◆ **Exercise instructions**
The entries below must be retyped in full. Keep every word the same.

(Point localization data)
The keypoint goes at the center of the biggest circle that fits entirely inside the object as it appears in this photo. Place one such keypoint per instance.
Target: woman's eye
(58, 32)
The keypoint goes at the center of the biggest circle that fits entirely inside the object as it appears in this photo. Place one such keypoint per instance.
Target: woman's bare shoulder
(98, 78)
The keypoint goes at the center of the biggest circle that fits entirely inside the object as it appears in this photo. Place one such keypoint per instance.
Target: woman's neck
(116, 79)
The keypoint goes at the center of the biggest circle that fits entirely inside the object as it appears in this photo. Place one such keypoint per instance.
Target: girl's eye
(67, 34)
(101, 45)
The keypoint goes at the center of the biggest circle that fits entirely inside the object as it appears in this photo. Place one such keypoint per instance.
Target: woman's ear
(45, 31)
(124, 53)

◆ **Task answer**
The keypoint goes at the center of the biggest circle that fits entirely inside the object as it appears in this photo. Place one such keypoint per instance.
Target: woman's eye
(58, 32)
The keypoint goes at the center of the biggest circle that fits entirely inside the object as it appears in this photo. Place one such keypoint per instance.
Target: woman's bare shoulder
(98, 78)
The keypoint goes at the center of the biggest circle that fits entirely inside the object as it appears in this photo. Place one such keypoint per instance.
Target: woman's neck
(116, 79)
The keypoint goes at the center of the biggest circle that fits entirely inside the object as it appears in this photo. Place one such keypoint per instance.
Target: girl's eye
(67, 34)
(101, 45)
The keypoint goes at the center of the biggest circle that fits entirely inside the object as it appears in this photo. Place one such keypoint per instance.
Target: woman's ear
(45, 31)
(124, 53)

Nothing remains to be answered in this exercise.